Cependant, même pour un simple rajustement des salaires, les ouvriers doivent lutter, c'est-à-dire opposer leur volonté à la volonté du patron. Pour arriver à imposer une politique économique favorable à tous, il faut que la classe ouvrière, par-dessus les intérêts des corporations, s'élève à une conscience de classe et arrive à agir, en face du patronat et du gouvernement capitaliste, comme une force unie capable non seulement d'opposer un obstacle à la politique réactionnaire et anti-populaire du gouvernement, mais aussi d'imposer sa propre volonté et ses solutions à elle.

La tâche de la classe ouvrière, ce n'est pas de remettre ses destinées à d'autres qu'à elle-même, de fonder des espoirs insensés en des sauveurs, mais de vaincre la résistance des capitalistes. Tant qu'elle ne s'engagera pas dans cette voie, il n'y aura d'autres "plans" que ceux des gouvernements capitalistes contre le peuple.

LA VOIX DES TRAVAILLEURS


LA GREVE "D'AVERTISSEMENT" DE LA METALLURGIE
MANIFESTATION SANS LENDEMAIN

La décision du Comité national de la Fédération des métaux C.G.T. d'une grève d'avertissement de vingt-quatre heures a été accueillie, comme s'exprime le tract du Syndicat démocratique Renault, "avec surprise et mécontentement". Les ouvriers ont été, en général, là où le tract a été répandu, d'accord avec les arguments et la position du S.D.R. (chez Renault, L.M.T., Citroën-Javel, etc.).

"...Les dirigeants cégétistes, disait le tract, qui avaient saboté notre grève en l'isolant à coups de poing, ne nous ont appelés à nous joindre ni aux cheminots ni aux mineurs... S'il suffisait d'une grève générale d'avertissement pour arracher nos revendications, pourquoi les ouvriers de chez Citroën, après des semaines de grève perlée, font-ils aujourd'hui la grève totale sans limitation préalable ? La classe ouvrière à dépensé plus de peine et d'efforts dans des mouvements fractionnés qu'elle aurait dû en dépenser dans un mouvement général."

Ambroise Croizat, secrétaire de la Fédération des métaux, avait fait adopter le mot d'ordre de la grève d'avertissement, sous prétexte qu'"un recours trop fréquent à la grève risquerait d'émousser l'arme principale des ouvriers". En réalité, comme l'a démontré le tract du S.D.R., une grève "d'avertissement", alors que la classe ouvrière se trouve depuis deux mois (depuis la grève Renault) en lutte ouverte contre le patronat, n'est plus un moyen de lutte contre celui-ci, mais un moyen de tromper et de donner le change aux ouvriers, d'émousser leur esprit combatif par des manifestations sans lendemain.

Il n'est pas étonnant que, dans ces conditions, les ouvriers n'aient éprouvé aucun désir de suivre le mot d'ordre de la C.G.T.

****************************************

> [Objectif énoncé A]
Répondez à ces questions d'après le texte fourni, chaque réponse sur sa propre ligne et marquée comme la question :
(i) Selon le texte, quelle est la tâche de la classe ouvrière ?
(ii) Quelle durée le Comité national de la Fédération des métaux C.G.T. a-t-il fixée pour la grève d'avertissement ?
(iii) Qui a fait adopter le mot d'ordre de la grève d'avertissement ?
> [Objectif énoncé B] Citez, s'il vous plaît, le passage du texte fourni qui commence à "La tâche de" et se termine à "L.M.T., Citroën-Javel, etc.).".

> [Bloc de données]
****************************************

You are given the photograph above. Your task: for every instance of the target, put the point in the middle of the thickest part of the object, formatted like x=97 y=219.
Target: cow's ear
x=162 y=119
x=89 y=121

****************************************

> [Réponse finale A]
(i) Vaincre la résistance des capitalistes.
(ii) Vingt-quatre heures.
(iii) Ambroise Croizat, secrétaire de la Fédération des métaux.

> [Réponse finale B]
La tâche de la classe ouvrière, ce n'est pas de remettre ses destinées à d'autres qu'à elle-même, de fonder des espoirs insensés en des sauveurs, mais de vaincre la résistance des capitalistes. Tant qu'elle ne s'engagera pas dans cette voie, il n'y aura d'autres "plans" que ceux des gouvernements capitalistes contre le peuple.

LA VOIX DES TRAVAILLEURS


LA GREVE "D'AVERTISSEMENT" DE LA METALLURGIE
MANIFESTATION SANS LENDEMAIN

La décision du Comité national de la Fédération des métaux C.G.T. d'une grève d'avertissement de vingt-quatre heures a été accueillie, comme s'exprime le tract du Syndicat démocratique Renault, "avec surprise et mécontentement". Les ouvriers ont été, en général, là où le tract a été répandu, d'accord avec les arguments et la position du S.D.R. (chez Renault, L.M.T., Citroën-Javel, etc.).